Please give again, exactly and only, the stretch of lines from the one containing "Target: building facade" to the end of the entries below.
╭─ The data
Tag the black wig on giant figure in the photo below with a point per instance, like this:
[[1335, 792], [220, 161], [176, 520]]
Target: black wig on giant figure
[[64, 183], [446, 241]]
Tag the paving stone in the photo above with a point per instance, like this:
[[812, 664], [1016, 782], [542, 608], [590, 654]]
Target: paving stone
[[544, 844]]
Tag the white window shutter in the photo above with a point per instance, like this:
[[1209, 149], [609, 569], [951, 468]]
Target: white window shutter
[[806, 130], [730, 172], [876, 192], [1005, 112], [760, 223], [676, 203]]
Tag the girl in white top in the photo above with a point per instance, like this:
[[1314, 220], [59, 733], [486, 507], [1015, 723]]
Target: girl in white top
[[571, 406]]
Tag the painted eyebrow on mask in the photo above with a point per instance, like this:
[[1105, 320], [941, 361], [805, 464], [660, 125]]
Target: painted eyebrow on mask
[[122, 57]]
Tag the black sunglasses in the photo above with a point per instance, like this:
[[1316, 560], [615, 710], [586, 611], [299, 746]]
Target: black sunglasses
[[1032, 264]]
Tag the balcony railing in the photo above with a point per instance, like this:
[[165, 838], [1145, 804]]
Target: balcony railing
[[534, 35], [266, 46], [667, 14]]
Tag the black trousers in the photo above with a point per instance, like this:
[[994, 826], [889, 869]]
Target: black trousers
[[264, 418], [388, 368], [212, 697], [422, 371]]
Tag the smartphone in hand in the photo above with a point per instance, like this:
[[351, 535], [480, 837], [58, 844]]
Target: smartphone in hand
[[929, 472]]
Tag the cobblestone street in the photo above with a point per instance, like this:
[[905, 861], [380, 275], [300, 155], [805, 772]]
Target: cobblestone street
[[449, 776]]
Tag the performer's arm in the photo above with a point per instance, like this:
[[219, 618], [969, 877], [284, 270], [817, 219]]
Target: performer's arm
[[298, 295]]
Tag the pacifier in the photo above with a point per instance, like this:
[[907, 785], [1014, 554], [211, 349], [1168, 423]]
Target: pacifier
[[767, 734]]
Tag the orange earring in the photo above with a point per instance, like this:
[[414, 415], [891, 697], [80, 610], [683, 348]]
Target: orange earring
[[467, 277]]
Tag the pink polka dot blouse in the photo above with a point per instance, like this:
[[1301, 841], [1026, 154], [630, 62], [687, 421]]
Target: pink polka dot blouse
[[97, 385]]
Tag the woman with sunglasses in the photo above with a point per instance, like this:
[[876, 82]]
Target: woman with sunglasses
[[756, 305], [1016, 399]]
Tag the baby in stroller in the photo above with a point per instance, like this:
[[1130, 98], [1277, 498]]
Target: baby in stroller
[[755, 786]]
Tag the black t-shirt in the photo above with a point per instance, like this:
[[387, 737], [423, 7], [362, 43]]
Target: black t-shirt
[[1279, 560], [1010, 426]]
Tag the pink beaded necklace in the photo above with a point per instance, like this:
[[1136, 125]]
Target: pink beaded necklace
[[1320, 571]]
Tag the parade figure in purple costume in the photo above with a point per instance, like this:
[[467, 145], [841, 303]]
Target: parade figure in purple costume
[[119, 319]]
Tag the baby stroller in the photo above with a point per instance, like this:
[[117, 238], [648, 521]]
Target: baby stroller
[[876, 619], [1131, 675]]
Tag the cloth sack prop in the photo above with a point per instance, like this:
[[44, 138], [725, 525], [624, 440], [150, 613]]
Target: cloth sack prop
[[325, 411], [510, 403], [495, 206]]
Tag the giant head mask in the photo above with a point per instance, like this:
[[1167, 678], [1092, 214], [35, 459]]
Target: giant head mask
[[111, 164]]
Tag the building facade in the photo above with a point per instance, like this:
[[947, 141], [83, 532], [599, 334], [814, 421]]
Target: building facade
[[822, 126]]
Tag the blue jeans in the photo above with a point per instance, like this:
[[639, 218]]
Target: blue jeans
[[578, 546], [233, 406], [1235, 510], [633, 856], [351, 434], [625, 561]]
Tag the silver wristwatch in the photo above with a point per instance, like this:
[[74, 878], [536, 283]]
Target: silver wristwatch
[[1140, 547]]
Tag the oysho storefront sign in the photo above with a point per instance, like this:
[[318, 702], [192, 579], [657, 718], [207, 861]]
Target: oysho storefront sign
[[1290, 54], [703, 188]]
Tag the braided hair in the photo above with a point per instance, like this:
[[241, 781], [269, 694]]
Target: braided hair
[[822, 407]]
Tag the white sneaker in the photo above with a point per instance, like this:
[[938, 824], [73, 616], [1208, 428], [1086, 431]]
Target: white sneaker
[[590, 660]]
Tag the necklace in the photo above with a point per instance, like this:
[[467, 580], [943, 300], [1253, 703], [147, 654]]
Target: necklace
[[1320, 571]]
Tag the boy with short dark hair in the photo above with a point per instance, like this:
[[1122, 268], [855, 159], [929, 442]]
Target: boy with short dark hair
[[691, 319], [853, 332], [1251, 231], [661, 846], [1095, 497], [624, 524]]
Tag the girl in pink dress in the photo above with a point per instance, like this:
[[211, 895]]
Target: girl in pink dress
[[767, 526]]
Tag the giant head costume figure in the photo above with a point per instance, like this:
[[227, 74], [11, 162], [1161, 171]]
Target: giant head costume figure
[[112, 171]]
╰─
### Exercise response
Target: building facade
[[822, 126]]
Tag the blue jeans in the photo above with a point per instance, like this:
[[639, 218]]
Target: blue jeans
[[578, 546], [233, 406], [1235, 510], [633, 856], [351, 434], [625, 561]]
Tag the silver wristwatch in the photo above with a point per instance, like this:
[[74, 878], [536, 283]]
Target: silver wristwatch
[[1140, 547]]
Tag the oysho storefront sign in the photo above with a point per instance, like this:
[[318, 702], [192, 579], [657, 718], [207, 861]]
Target: oysho storefront sign
[[1290, 54], [703, 188]]
Tag the braided hair in the photo above with a point per instance, like this:
[[241, 781], [269, 694]]
Target: braided hair
[[822, 407]]
Tag the white sneaker in the photo above with a point per instance, like this:
[[938, 824], [73, 616], [1208, 428], [1086, 431]]
Target: white sneaker
[[590, 660]]
Tag the necklace in the photo above with a point per instance, like this:
[[467, 580], [943, 300], [1253, 703], [147, 654]]
Target: necklace
[[1320, 571]]
Tag the boy with short dark hair in the photo above with a point per instance, like this:
[[1122, 268], [855, 159], [929, 442]]
Target: boy with short dark hair
[[691, 319], [853, 332], [1251, 231], [661, 846], [1095, 497], [624, 524]]
Tag the girl in pink dress in the photo above with a point per instance, like this:
[[211, 895]]
Target: girl in pink dress
[[767, 526]]
Tag the giant head costume figure in the photo above with a point per instance, like this:
[[227, 74], [11, 162], [1161, 171]]
Target: giant head costume figure
[[112, 171]]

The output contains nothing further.